(Recorded data)
==*==
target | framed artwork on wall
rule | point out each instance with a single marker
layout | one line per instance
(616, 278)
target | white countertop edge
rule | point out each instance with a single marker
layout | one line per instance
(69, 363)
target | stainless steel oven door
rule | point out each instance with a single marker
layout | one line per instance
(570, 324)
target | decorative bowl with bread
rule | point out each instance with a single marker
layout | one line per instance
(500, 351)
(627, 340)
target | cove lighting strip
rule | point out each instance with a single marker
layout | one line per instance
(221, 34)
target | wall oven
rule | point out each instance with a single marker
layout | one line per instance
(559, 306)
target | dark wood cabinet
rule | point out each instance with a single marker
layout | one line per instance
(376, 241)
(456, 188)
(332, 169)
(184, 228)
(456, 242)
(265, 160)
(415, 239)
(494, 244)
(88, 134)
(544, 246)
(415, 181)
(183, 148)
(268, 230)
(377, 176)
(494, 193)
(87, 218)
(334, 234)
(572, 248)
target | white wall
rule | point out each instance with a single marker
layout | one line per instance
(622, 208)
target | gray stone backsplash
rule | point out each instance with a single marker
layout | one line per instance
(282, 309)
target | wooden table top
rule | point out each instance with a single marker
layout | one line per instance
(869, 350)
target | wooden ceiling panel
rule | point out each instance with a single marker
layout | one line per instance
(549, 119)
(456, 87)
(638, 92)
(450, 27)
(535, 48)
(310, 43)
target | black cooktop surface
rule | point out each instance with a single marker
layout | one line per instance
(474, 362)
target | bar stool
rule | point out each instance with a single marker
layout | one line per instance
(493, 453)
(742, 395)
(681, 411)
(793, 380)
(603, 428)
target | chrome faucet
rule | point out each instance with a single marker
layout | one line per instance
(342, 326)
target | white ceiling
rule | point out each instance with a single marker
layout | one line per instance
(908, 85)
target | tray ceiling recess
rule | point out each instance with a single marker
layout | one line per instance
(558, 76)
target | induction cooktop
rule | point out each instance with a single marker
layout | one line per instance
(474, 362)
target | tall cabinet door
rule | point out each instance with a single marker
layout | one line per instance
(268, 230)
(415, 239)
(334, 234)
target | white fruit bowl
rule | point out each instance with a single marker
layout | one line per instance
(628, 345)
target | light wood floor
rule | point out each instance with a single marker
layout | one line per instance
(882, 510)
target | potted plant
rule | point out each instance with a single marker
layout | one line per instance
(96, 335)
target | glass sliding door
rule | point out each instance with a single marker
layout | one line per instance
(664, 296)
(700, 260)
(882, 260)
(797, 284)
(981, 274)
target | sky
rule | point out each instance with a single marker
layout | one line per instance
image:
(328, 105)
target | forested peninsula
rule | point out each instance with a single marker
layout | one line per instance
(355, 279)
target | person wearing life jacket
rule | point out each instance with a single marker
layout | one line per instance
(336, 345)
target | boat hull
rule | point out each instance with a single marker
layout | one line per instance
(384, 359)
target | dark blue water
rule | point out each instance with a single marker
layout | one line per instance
==*==
◆ **WORK TO DO**
Retype every item above line for line, with no changes to wording, numbers, or punctuation.

◆ **FINAL RESULT**
target | framed artwork on wall
rule | point out each instance with a single marker
layout | one line per instance
(616, 278)
target | white countertop edge
rule | point out each instance with a single marker
layout | one line per instance
(69, 363)
target | stainless steel oven door
rule | point out each instance with a single marker
layout | one line per instance
(570, 324)
target | decorative bowl with bread
rule | point out each instance with a single marker
layout | one line per instance
(500, 351)
(627, 340)
target | cove lighting strip
rule | point out each instance with a single marker
layout | one line per instance
(221, 34)
target | wall oven
rule | point out each instance with a single marker
layout | one line per instance
(559, 306)
target | dark wood cabinet
rule | point out each instance with a single marker
layout | one line per instance
(376, 241)
(456, 188)
(332, 169)
(184, 228)
(456, 242)
(265, 160)
(415, 239)
(494, 244)
(88, 134)
(544, 246)
(415, 181)
(183, 148)
(268, 230)
(377, 176)
(494, 193)
(87, 218)
(334, 234)
(572, 248)
target | white wall
rule | point out each instance with a single marker
layout | one line per instance
(622, 208)
target | gray stone backsplash
rule | point out each instance with a single marker
layout | one line per instance
(282, 309)
target | wooden table top
rule | point out each instance with a single marker
layout | one line per instance
(869, 350)
target | wooden ceiling panel
rule | point out each instance with a single marker
layout | one line per instance
(549, 119)
(456, 87)
(638, 92)
(450, 27)
(535, 48)
(310, 43)
target | black cooktop surface
rule | point out each instance with a single marker
layout | one line per instance
(474, 362)
target | bar stool
rule | point out each instance with a single marker
layout | one line per instance
(493, 453)
(742, 395)
(681, 411)
(793, 380)
(603, 428)
target | chrome faucet
rule | point out each instance with a single marker
layout | one line per instance
(342, 326)
target | white ceiling
rule | point out each instance with a single marker
layout | one line per instance
(908, 85)
target | tray ceiling recess
rule | point out each instance with a single marker
layout | one line per instance
(558, 76)
target | induction cooktop
rule | point out each instance with a single marker
layout | one line per instance
(474, 362)
target | tall cabinet door
rule | point out each instance with a single marker
layout | one line per instance
(268, 230)
(415, 239)
(334, 234)
target | white fruit bowl
rule | point out each instance with a single marker
layout | one line per instance
(628, 345)
target | light wood floor
rule | point out each instance with a single marker
layout | one line per instance
(882, 510)
target | potted plant
rule | point out each instance with a single marker
layout | one line per instance
(96, 335)
target | glass sliding door
rule | point out each instance with a single marker
layout | one line per instance
(664, 296)
(700, 260)
(882, 260)
(797, 284)
(981, 274)
target | sky
rule | point out each instance with a single marker
layout | one line per instance
image:
(328, 105)
target | forested peninsula
rule | point out each instance with a single marker
layout | one line per instance
(355, 279)
target | person wearing life jacket
rule | point out each instance with a single marker
layout | one line per instance
(336, 345)
target | boat hull
rule | point out each instance with a single marker
layout | one line per instance
(384, 359)
target | dark blue water
rule | point out each instance with a single marker
layout | one line per instance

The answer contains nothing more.